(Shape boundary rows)
▼

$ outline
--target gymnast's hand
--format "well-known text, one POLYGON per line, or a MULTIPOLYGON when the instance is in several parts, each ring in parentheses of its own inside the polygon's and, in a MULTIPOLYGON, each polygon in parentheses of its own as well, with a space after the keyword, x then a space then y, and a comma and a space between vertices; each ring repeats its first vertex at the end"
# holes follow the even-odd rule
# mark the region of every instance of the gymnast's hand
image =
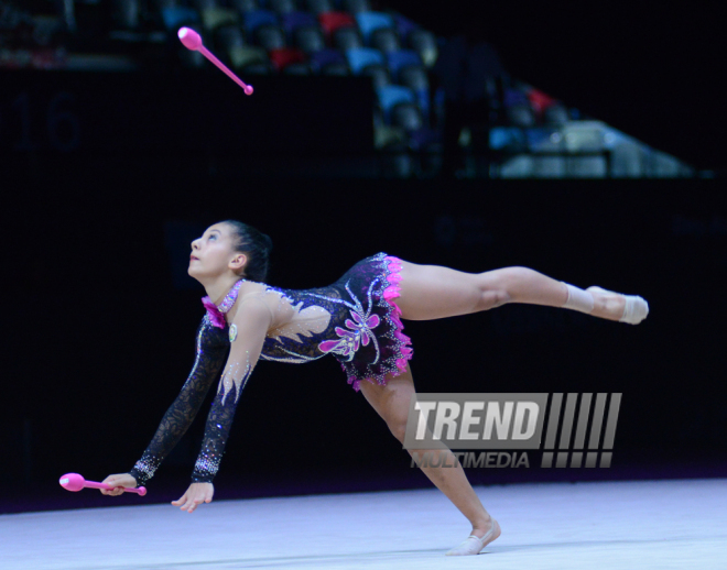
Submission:
POLYGON ((175 506, 181 505, 182 511, 192 513, 202 503, 211 502, 214 494, 215 487, 211 483, 192 483, 187 492, 176 501, 172 501, 172 504, 175 506))
POLYGON ((104 495, 117 496, 123 493, 124 486, 135 487, 137 480, 129 473, 117 473, 116 475, 107 476, 101 483, 106 483, 115 489, 100 489, 104 495))

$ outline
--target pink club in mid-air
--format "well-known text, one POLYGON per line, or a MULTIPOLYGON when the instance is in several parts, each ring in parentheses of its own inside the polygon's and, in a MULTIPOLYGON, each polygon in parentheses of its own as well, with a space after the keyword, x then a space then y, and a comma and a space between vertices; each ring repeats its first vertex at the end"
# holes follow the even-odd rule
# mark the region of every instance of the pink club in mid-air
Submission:
POLYGON ((237 75, 230 72, 223 62, 217 59, 217 57, 215 57, 209 52, 209 50, 207 50, 204 45, 202 45, 202 37, 197 32, 195 32, 191 28, 180 28, 177 35, 180 36, 180 41, 184 44, 184 46, 187 50, 192 50, 193 52, 199 52, 207 59, 209 59, 217 67, 219 67, 223 72, 225 72, 225 74, 227 74, 227 76, 230 79, 232 79, 237 85, 242 87, 246 95, 252 95, 252 86, 247 85, 245 81, 242 81, 237 75))

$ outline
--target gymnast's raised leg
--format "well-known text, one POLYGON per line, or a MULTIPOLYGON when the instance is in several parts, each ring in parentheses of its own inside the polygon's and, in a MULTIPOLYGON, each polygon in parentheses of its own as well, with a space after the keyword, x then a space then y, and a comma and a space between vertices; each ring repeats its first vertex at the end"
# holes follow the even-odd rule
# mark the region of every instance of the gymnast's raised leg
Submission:
MULTIPOLYGON (((395 303, 403 319, 440 319, 488 310, 507 303, 565 307, 632 325, 643 320, 649 313, 649 306, 641 297, 621 295, 596 286, 586 291, 578 289, 529 267, 464 273, 405 261, 401 265, 401 292, 395 303)), ((398 376, 387 375, 386 385, 361 382, 360 388, 394 437, 403 443, 409 403, 415 394, 409 363, 406 372, 398 376)), ((424 451, 416 450, 417 453, 424 451)), ((435 451, 446 454, 441 465, 456 467, 422 465, 422 471, 473 525, 470 537, 447 553, 476 555, 500 536, 500 525, 482 506, 452 451, 435 451)), ((409 450, 409 453, 413 451, 409 450)))
POLYGON ((507 303, 563 307, 609 320, 638 325, 649 305, 637 295, 597 286, 586 291, 530 267, 465 273, 441 265, 401 262, 401 318, 430 320, 479 313, 507 303))

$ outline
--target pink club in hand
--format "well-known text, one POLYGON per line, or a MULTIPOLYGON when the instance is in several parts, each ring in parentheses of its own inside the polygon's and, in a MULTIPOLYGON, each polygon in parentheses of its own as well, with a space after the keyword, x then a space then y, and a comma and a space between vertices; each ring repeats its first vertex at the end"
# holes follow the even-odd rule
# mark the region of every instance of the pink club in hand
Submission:
MULTIPOLYGON (((108 490, 116 489, 115 486, 107 485, 106 483, 97 483, 96 481, 86 481, 78 473, 66 473, 61 478, 58 483, 61 483, 61 486, 63 489, 66 489, 68 491, 80 491, 84 487, 108 489, 108 490)), ((139 493, 140 496, 144 496, 147 494, 147 487, 143 486, 140 486, 139 489, 124 486, 123 491, 127 493, 139 493)))
POLYGON ((192 50, 193 52, 199 52, 223 72, 225 72, 225 74, 227 74, 227 76, 237 85, 242 87, 242 89, 245 89, 245 95, 252 95, 252 86, 243 83, 237 75, 230 72, 223 62, 217 59, 217 57, 215 57, 204 45, 202 45, 202 37, 197 32, 191 28, 180 28, 177 35, 180 36, 180 41, 184 44, 184 47, 192 50))

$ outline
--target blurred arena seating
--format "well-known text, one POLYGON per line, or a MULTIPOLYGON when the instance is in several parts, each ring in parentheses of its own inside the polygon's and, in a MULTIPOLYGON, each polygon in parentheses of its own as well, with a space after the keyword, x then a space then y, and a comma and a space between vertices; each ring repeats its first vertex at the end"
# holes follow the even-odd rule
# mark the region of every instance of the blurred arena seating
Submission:
MULTIPOLYGON (((174 65, 214 72, 199 53, 176 40, 178 28, 189 26, 242 78, 370 77, 377 95, 373 147, 384 164, 380 174, 426 177, 441 172, 448 87, 437 76, 436 64, 447 41, 387 10, 383 2, 48 0, 45 4, 45 13, 31 13, 21 2, 0 0, 0 67, 134 69, 150 62, 169 65, 173 57, 174 65)), ((459 177, 694 174, 676 158, 580 117, 502 69, 482 69, 480 75, 478 89, 487 94, 484 119, 457 124, 454 133, 463 157, 459 177)))

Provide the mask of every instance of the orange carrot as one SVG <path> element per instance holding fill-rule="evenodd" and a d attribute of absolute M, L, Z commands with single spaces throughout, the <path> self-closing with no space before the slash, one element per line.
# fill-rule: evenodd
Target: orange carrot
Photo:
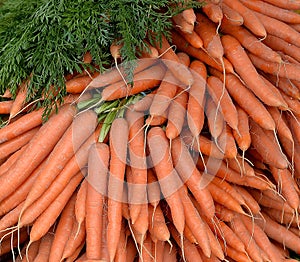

▲

> _Objective_:
Output every row above as a numbered list, one line per item, dropping blank lines and omitting the pictures.

> _Response to this task_:
1. $ outline
2. --target gymnast's hand
3. --format "well-known text, one POLYGON per line, or a MULTIPOLYGON when the instance is in several parts, each ring in parentheses of its own inside the polygon's and, in a MULTIPOLYGON, each polygon in parentheses of its own as well, with a space after the keyword, x then a space then y, and a comma and a space between vertices; each ring repeats its first vertex at the end"
4. # holes follow the even-odd rule
5. # mark the region of every instance of the gymnast's hand
6. image =
7. Submission:
8. POLYGON ((175 506, 181 505, 182 511, 192 513, 202 503, 211 502, 214 494, 215 487, 211 483, 192 483, 187 492, 176 501, 172 501, 172 504, 175 506))
9. POLYGON ((104 495, 117 496, 123 493, 124 486, 135 487, 137 480, 129 473, 117 473, 116 475, 107 476, 101 483, 106 483, 115 489, 100 489, 104 495))
10. $ outline
11. --target pink club in mid-air
12. --format "well-known text, one POLYGON per line, or a MULTIPOLYGON when the instance is in several parts, each ring in parentheses of its own inside the polygon's and, in a MULTIPOLYGON, each polygon in parentheses of its own as well, with a space after the keyword, x then a space then y, and a comma and a space between vertices; each ring repeats its first vertex at the end"
13. # holes follow the even-odd rule
14. # mark the region of every instance of the pink club in mid-air
15. Submission:
16. POLYGON ((237 75, 230 72, 223 62, 217 59, 217 57, 215 57, 209 52, 209 50, 207 50, 204 45, 202 45, 202 37, 197 32, 195 32, 191 28, 180 28, 177 35, 180 36, 180 41, 184 44, 184 46, 187 50, 192 50, 193 52, 199 52, 207 59, 209 59, 217 67, 219 67, 223 72, 225 72, 225 74, 227 74, 227 76, 230 79, 232 79, 237 85, 242 87, 246 95, 252 95, 252 86, 247 85, 245 81, 242 81, 237 75))
17. $ outline
18. --target gymnast's raised leg
19. --format "well-known text, one POLYGON per line, or a MULTIPOLYGON when the instance is in several parts, each ring in parentheses of its own inside the polygon's and, in a MULTIPOLYGON, each polygon in parentheses of its own as well, with a space after the keyword, x then a space then y, and a comma and a space between vertices; each ring repeats its first vertex at the end"
20. # holes follow the even-odd rule
21. # mark the region of every instance of the gymnast's raised leg
22. Submission:
23. MULTIPOLYGON (((395 303, 403 319, 440 319, 488 310, 507 303, 565 307, 632 325, 643 320, 649 313, 649 306, 641 297, 621 295, 596 286, 586 291, 578 289, 529 267, 464 273, 405 261, 401 265, 401 292, 395 303)), ((398 376, 387 375, 386 385, 361 382, 360 388, 394 437, 403 443, 409 403, 415 394, 409 363, 406 372, 398 376)), ((424 451, 416 450, 417 453, 424 451)), ((435 451, 446 454, 441 465, 456 467, 422 465, 422 471, 473 525, 470 537, 447 553, 476 555, 500 536, 500 525, 482 506, 452 451, 435 451)), ((409 450, 409 453, 413 451, 409 450)))
24. POLYGON ((507 303, 563 307, 609 320, 638 325, 649 305, 637 295, 597 286, 586 291, 530 267, 465 273, 441 265, 401 262, 401 318, 430 320, 479 313, 507 303))
25. $ outline
26. --target pink club in hand
27. --format "well-known text, one POLYGON per line, or a MULTIPOLYGON when the instance is in several parts, each ring in parentheses of its own inside the polygon's and, in a MULTIPOLYGON, each polygon in parentheses of its own as well, with a space after the keyword, x then a space then y, and a comma and a space between vertices; each ring repeats its first vertex at the end"
28. # holes follow the even-odd rule
29. # mark the region of every instance of the pink club in hand
30. Submission:
31. MULTIPOLYGON (((108 490, 116 489, 115 486, 107 485, 106 483, 97 483, 96 481, 86 481, 78 473, 66 473, 61 478, 58 483, 61 483, 61 486, 63 489, 66 489, 68 491, 80 491, 84 487, 108 489, 108 490)), ((139 493, 140 496, 144 496, 147 494, 147 487, 143 486, 140 486, 139 489, 124 486, 123 491, 127 493, 139 493)))
32. POLYGON ((192 50, 193 52, 199 52, 223 72, 225 72, 225 74, 227 74, 227 76, 237 85, 242 87, 242 89, 245 89, 245 95, 252 95, 252 86, 243 83, 237 75, 230 72, 223 62, 217 59, 217 57, 215 57, 204 45, 202 45, 202 37, 197 32, 191 28, 180 28, 177 35, 180 36, 180 41, 184 44, 184 47, 192 50))
33. $ outline
34. --target blurred arena seating
35. --format "well-known text, one POLYGON per line, or a MULTIPOLYGON when the instance is in several parts, each ring in parentheses of its own inside the polygon's and, in a MULTIPOLYGON, each polygon in parentheses of its own as well, with a space after the keyword, x then a space then y, and a comma and a space between vertices; each ring repeats its first vertex at the end"
36. # holes follow the even-odd rule
37. # mark the region of every instance of the blurred arena seating
38. Submission:
39. MULTIPOLYGON (((174 65, 214 72, 199 53, 176 40, 178 28, 189 26, 242 78, 370 77, 377 95, 373 147, 384 164, 380 174, 426 177, 441 172, 448 87, 437 76, 436 64, 447 41, 387 10, 383 2, 48 0, 45 4, 45 13, 31 13, 21 2, 0 0, 0 67, 134 69, 150 62, 169 65, 173 57, 174 65)), ((459 177, 694 174, 676 158, 580 117, 502 69, 482 69, 480 75, 478 89, 487 94, 484 119, 457 124, 454 133, 463 157, 459 177)))
40. Provide the mask of every instance of the orange carrot as one SVG <path> element per instance holding fill-rule="evenodd" and a d attribute of absolute M, L, Z commands with single spaces throughout, the <path> self-closing with no space before the slash, one element per line.
41. # fill-rule: evenodd
42. Target: orange carrot
43. Photo:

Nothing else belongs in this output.